Your task: Please copy all of the items below word for word, reproducing every line without any change.

[start Material to process]

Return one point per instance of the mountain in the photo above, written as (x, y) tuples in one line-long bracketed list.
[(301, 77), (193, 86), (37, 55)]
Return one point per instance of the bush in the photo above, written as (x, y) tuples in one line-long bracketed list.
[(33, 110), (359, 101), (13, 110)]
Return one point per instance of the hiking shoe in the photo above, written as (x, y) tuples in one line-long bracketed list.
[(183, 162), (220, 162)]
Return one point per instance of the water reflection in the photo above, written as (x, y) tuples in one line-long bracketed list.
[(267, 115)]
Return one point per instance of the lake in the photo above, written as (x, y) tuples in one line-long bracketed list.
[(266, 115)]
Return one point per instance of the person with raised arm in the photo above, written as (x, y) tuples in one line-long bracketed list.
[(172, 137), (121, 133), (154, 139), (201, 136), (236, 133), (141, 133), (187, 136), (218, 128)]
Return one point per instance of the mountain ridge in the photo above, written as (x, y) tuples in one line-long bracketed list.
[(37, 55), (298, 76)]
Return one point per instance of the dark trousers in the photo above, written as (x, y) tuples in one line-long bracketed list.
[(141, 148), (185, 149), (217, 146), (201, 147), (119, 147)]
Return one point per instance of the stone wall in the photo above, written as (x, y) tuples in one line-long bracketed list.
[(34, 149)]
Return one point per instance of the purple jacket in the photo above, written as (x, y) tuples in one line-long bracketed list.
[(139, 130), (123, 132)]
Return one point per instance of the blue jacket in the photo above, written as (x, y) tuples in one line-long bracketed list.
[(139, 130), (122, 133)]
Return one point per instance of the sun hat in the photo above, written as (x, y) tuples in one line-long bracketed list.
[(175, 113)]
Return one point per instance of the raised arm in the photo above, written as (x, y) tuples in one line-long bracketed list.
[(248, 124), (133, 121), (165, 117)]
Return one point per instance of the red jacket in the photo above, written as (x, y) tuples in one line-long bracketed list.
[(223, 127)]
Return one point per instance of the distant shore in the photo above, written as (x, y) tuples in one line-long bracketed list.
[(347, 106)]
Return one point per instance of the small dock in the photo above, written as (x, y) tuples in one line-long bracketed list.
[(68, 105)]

[end Material to process]

Result:
Return one point per instance of the mountain in the photo above, written as (x, y) tuples in one line-long bracketed list.
[(301, 77), (193, 86), (37, 55)]
Return one point per instance of the bush in the photo above, written as (x, y) tuples in one line-long bracketed list.
[(33, 110), (359, 101), (13, 110)]
Return one point per instance of the hiking shoe in the photo above, written as (x, y) tuples in one line-long bracketed list.
[(183, 162), (220, 162)]
Return one point per instance of the water reflection in the photo above, written as (x, y) tuples in one line-long bracketed list.
[(267, 115)]
Return one point per instance of the lake in the photo above, written as (x, y) tuples in one line-long bracketed list.
[(266, 115)]
Return one point per instance of the person with raised arm in the photo above, written as (x, y) tuples in one line-long bracketed list.
[(172, 137), (121, 133), (154, 139), (201, 136), (236, 133), (141, 133), (187, 136), (218, 128)]
Return one point per instance of the mountain ridge in the photo above, written as (x, y) tuples in one line-long bracketed list.
[(37, 55), (298, 76)]
Return one point per instance of the dark trousers in the photo above, written as (x, y) tuples in one line-long bracketed list.
[(141, 148), (185, 149), (217, 146), (201, 147), (119, 147)]
Return one point per instance of the stone wall in the photo above, written as (x, y) tuples in one line-long bracketed list.
[(34, 149)]
Return one point per instance of the purple jacket in the photo above, written as (x, y) tuples in one line-long bracketed list.
[(139, 130), (123, 132)]
Return one point per instance of the blue jacket in the photo above, written as (x, y) tuples in one line-long bracketed list.
[(139, 130), (122, 133)]
Return one point per instance of the sun hat in the photo above, written as (x, y) tuples in one line-long bracketed list.
[(175, 113)]
Return one point per instance of the raised arm in the photo above, written as (x, y) tuples in one line-long bracketed list.
[(248, 124), (133, 121), (165, 117)]
Return one point per instance of the red jacket in the photo above, written as (x, y) tuples in one line-long bracketed list.
[(223, 127)]
Return one point per instance of the distant shore in the photo above, written as (x, y) tuples in one line-long bracketed list.
[(347, 106)]
Return one point per instance of the small dock in the photo above, written as (x, y) tuples in one line-long bracketed list.
[(68, 105)]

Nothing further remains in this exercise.